[Records from a data source]
# # # # #
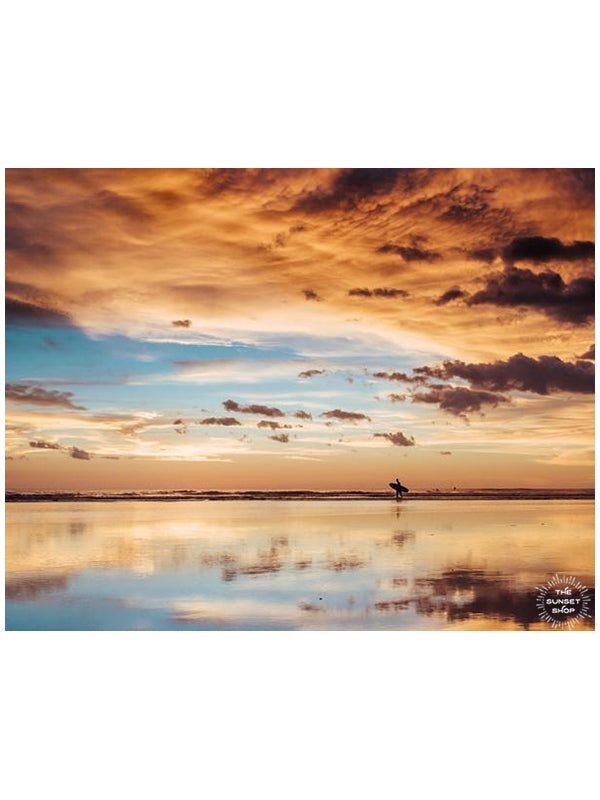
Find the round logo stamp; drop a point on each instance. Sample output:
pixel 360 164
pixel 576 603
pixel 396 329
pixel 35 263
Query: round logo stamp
pixel 563 601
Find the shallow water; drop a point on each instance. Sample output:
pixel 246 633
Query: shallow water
pixel 291 565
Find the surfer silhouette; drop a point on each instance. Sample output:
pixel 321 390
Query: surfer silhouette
pixel 398 488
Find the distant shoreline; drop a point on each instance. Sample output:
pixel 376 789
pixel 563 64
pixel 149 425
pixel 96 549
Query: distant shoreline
pixel 174 496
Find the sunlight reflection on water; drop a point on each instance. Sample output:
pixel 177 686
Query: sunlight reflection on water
pixel 290 565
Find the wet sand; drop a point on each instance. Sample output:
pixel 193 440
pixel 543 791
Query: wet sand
pixel 302 564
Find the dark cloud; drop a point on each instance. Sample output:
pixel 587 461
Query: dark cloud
pixel 222 181
pixel 225 421
pixel 35 395
pixel 166 198
pixel 458 400
pixel 310 373
pixel 81 455
pixel 487 254
pixel 397 439
pixel 349 189
pixel 74 452
pixel 540 250
pixel 543 375
pixel 302 415
pixel 400 377
pixel 122 206
pixel 265 411
pixel 40 444
pixel 310 294
pixel 379 292
pixel 349 416
pixel 410 253
pixel 545 291
pixel 24 243
pixel 452 294
pixel 19 312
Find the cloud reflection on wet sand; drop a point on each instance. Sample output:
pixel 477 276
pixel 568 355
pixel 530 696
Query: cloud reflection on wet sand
pixel 335 565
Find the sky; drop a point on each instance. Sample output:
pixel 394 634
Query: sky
pixel 299 328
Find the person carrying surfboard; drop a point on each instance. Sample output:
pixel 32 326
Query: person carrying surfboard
pixel 398 488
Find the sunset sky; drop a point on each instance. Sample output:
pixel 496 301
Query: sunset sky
# # # # #
Exercise directions – Please extract every line of the listing above word for word, leaving out the pictures.

Response to the task –
Find the round logo stamp; drop a point on each instance. Sample output:
pixel 360 164
pixel 576 603
pixel 396 329
pixel 35 263
Query: round logo stamp
pixel 563 601
Find the shallow water; drop a point on each instance. Sample output:
pixel 246 633
Query: shallow water
pixel 291 565
Find the surfer silhouette; drop a point on each instance. Sample output:
pixel 321 390
Query: surfer silhouette
pixel 398 488
Find the distant shoreline; drop a point on each instance. Sample output:
pixel 376 789
pixel 563 64
pixel 149 425
pixel 96 549
Query: distant shoreline
pixel 174 496
Find the sunlight reflection on water; drop a point on each instance. Sample output:
pixel 177 686
Query: sunlight reflection on water
pixel 290 565
Find the wet sand; drop a point on each instance. Sample output:
pixel 193 440
pixel 543 791
Query: wet sand
pixel 302 564
Find the dark cloud; drop a point on each instance. Sample output:
pixel 587 461
Query: dark cloud
pixel 222 181
pixel 225 421
pixel 35 395
pixel 166 198
pixel 458 400
pixel 310 373
pixel 81 455
pixel 487 254
pixel 397 439
pixel 349 189
pixel 74 452
pixel 540 250
pixel 543 375
pixel 302 415
pixel 400 377
pixel 122 206
pixel 265 411
pixel 40 444
pixel 310 294
pixel 379 292
pixel 349 416
pixel 410 253
pixel 545 291
pixel 24 243
pixel 452 294
pixel 19 312
Find the cloud reflection on wet sand; drop a point on each instance. Sample output:
pixel 477 276
pixel 568 355
pixel 530 696
Query: cloud reflection on wet sand
pixel 335 565
Find the sky; drop a point on each instance. Sample output:
pixel 394 634
Query: sky
pixel 299 328
Find the person carrying surfboard; drop a point on each instance. Sample output:
pixel 32 326
Query: person carrying surfboard
pixel 398 488
Find the sunset sky; drop a point on each instance. Sample output:
pixel 496 301
Query: sunset sky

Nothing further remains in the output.